### AIM OF THE TASK
Render the records from the first line up to and including the line containing "fill-rule: evenodd" as a Markdown table with the columns Row and Line text. Number each row and omit any blank lines.
── RECORDS ──
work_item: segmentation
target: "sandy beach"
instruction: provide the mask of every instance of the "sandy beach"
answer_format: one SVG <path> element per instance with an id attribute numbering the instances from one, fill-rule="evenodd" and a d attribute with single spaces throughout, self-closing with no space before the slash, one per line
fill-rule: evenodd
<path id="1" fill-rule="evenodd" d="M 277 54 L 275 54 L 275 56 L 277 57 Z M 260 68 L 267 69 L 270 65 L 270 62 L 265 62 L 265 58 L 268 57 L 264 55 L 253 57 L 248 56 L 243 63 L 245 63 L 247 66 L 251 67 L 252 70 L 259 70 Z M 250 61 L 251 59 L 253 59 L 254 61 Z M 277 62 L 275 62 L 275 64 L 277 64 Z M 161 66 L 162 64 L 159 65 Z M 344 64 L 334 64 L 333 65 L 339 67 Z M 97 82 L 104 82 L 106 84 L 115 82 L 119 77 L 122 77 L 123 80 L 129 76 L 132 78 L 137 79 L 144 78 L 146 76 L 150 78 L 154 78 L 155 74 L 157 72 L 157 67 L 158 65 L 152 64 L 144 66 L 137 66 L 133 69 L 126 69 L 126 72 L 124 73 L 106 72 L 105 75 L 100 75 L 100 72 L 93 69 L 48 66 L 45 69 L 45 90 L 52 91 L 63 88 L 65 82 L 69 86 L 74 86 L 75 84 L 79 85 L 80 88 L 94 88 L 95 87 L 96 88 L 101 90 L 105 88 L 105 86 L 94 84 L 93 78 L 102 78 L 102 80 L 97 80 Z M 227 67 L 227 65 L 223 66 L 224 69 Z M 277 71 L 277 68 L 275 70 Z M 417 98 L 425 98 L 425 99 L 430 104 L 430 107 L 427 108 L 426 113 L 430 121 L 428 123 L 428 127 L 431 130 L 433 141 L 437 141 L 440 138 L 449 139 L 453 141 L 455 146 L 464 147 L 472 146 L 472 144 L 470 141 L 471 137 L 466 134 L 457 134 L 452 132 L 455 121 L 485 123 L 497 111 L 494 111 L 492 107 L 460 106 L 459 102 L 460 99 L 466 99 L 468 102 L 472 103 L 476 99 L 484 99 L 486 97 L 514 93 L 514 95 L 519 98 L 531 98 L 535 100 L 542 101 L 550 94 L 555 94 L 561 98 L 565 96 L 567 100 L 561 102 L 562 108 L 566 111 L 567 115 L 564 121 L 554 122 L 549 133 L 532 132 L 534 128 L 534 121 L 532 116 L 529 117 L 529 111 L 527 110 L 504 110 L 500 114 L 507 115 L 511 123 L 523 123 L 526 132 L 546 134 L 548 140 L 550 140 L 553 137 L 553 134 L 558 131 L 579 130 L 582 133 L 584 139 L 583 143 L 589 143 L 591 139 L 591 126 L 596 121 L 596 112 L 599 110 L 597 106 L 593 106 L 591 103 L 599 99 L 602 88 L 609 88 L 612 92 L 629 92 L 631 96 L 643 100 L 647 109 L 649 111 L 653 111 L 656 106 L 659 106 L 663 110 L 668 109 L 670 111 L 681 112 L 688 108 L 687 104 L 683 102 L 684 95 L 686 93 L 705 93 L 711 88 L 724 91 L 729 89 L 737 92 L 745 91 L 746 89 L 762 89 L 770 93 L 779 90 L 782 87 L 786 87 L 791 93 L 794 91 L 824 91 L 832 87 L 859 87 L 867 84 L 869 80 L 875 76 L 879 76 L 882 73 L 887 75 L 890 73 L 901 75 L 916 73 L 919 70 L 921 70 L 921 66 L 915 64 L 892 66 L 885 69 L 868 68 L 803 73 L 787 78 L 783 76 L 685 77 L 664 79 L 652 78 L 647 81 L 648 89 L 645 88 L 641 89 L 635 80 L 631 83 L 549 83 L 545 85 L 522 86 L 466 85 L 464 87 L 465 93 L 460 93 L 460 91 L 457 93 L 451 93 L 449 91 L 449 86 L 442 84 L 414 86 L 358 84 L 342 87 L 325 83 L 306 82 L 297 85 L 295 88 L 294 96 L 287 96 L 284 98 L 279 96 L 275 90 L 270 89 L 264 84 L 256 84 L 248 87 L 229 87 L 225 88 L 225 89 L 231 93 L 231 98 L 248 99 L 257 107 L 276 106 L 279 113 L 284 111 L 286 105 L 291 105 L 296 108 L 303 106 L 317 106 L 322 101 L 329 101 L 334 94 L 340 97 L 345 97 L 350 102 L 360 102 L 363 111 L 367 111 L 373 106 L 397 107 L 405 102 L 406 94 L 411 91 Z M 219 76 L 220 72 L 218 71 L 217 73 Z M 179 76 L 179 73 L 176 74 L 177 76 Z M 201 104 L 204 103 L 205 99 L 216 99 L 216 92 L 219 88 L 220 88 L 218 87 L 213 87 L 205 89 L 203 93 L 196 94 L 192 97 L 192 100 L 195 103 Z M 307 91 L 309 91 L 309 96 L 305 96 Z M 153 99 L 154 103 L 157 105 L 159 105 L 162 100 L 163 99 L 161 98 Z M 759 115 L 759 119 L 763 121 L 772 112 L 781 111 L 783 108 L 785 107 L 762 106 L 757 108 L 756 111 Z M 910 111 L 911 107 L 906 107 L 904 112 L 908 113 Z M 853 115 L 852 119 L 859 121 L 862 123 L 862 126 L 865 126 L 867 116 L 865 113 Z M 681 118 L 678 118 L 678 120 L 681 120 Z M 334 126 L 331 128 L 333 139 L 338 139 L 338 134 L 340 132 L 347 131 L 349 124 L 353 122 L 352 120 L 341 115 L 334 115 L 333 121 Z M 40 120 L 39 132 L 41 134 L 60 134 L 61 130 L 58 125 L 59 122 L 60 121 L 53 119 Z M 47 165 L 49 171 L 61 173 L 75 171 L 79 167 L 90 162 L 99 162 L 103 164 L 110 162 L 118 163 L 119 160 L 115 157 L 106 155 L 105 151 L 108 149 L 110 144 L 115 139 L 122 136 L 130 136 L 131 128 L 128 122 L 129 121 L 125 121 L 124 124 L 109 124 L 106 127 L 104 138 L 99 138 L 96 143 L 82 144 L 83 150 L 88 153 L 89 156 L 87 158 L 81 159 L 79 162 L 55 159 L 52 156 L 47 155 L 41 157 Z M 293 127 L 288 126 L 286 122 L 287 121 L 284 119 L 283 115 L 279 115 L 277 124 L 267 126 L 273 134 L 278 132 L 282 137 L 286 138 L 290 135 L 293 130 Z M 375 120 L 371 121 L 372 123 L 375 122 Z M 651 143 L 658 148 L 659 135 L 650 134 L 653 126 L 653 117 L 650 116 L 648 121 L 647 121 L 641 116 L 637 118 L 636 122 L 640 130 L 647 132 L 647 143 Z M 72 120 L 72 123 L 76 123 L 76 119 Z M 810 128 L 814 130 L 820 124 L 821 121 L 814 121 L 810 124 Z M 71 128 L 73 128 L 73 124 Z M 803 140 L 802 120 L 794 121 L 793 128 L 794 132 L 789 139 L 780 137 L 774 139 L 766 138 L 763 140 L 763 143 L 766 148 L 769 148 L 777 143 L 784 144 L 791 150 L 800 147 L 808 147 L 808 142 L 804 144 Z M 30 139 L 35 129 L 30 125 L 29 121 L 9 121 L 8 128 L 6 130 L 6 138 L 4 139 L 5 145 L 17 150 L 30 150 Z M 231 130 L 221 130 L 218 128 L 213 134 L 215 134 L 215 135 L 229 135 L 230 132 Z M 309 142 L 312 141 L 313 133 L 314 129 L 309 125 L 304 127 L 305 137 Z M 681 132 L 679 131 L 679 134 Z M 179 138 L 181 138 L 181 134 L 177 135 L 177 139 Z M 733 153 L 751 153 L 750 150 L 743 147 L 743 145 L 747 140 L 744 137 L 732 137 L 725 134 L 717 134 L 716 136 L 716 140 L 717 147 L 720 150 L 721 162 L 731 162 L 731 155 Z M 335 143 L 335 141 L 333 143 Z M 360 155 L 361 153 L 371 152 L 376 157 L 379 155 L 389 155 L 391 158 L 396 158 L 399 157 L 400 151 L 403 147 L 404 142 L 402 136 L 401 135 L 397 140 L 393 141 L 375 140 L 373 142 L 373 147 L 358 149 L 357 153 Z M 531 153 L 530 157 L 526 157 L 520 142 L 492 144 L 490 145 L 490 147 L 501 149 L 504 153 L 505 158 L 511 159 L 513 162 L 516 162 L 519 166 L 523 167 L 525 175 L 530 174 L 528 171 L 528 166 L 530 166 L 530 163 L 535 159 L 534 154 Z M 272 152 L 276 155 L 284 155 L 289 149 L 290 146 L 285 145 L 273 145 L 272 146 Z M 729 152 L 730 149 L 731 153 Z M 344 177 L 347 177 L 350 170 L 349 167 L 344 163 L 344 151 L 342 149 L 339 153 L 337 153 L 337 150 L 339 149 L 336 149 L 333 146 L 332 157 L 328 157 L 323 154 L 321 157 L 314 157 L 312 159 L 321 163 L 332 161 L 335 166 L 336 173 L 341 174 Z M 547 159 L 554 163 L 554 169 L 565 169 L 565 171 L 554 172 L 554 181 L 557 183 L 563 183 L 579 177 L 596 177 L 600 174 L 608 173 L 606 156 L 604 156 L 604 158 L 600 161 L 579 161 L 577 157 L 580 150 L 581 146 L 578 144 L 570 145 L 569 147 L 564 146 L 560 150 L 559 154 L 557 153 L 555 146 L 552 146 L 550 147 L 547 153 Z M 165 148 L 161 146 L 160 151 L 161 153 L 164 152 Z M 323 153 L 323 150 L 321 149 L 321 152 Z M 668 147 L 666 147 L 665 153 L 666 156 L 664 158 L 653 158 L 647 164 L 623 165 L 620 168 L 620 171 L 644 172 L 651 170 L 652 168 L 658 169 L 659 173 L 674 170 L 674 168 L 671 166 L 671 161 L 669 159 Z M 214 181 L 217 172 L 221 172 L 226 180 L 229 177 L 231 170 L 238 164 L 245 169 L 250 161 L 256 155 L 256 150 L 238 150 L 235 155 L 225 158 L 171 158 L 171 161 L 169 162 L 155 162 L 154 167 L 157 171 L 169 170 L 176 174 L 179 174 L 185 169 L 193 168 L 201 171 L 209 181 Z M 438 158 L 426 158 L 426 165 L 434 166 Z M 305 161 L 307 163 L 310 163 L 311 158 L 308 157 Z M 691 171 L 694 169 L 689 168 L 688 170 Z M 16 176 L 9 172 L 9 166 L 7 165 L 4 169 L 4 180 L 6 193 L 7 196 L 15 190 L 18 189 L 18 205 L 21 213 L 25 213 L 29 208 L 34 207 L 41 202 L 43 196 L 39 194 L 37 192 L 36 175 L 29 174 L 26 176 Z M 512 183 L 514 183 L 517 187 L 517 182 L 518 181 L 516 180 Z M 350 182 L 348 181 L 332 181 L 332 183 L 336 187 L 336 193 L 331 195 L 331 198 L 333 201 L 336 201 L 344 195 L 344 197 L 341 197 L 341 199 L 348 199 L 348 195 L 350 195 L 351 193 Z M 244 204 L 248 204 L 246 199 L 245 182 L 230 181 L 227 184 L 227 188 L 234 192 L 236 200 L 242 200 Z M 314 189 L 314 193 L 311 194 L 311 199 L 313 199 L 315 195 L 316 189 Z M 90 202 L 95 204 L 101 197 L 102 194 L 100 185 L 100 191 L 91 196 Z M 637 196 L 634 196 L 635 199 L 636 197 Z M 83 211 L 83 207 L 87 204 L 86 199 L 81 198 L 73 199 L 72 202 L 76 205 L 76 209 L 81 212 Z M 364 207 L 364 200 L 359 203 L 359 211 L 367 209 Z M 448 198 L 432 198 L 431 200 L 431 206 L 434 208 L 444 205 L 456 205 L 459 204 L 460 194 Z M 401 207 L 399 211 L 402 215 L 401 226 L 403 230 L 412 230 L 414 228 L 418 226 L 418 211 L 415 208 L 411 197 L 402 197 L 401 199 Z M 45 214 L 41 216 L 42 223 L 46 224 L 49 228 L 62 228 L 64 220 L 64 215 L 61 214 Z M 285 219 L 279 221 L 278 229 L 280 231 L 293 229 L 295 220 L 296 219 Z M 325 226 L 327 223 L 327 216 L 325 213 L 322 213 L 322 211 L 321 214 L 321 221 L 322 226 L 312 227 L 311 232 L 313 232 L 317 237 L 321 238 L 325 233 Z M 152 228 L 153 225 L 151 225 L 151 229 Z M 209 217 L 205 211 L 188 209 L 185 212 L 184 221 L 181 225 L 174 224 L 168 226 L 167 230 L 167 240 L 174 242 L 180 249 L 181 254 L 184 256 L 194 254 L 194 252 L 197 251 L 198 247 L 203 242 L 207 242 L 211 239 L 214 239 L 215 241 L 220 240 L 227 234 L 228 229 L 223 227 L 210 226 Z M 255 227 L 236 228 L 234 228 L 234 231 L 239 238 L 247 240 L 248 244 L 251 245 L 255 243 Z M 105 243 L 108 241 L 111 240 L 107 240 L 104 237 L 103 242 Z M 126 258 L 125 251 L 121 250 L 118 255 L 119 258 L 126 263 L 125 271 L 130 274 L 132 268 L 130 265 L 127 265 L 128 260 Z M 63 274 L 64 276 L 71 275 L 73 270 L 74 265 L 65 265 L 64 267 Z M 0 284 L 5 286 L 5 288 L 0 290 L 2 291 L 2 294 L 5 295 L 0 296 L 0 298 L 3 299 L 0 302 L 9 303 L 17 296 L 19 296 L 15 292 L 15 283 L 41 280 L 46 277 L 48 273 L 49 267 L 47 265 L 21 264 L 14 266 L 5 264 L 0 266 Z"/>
───
### WRITTEN RESPONSE
| Row | Line text |
|---|---|
| 1 | work_item: segmentation |
| 2 | target: "sandy beach" |
| 3 | instruction: provide the mask of every instance of the "sandy beach" |
| 4 | answer_format: one SVG <path> element per instance with an id attribute numbering the instances from one, fill-rule="evenodd" and a d attribute with single spaces throughout, self-closing with no space before the slash, one per line |
| 5 | fill-rule: evenodd |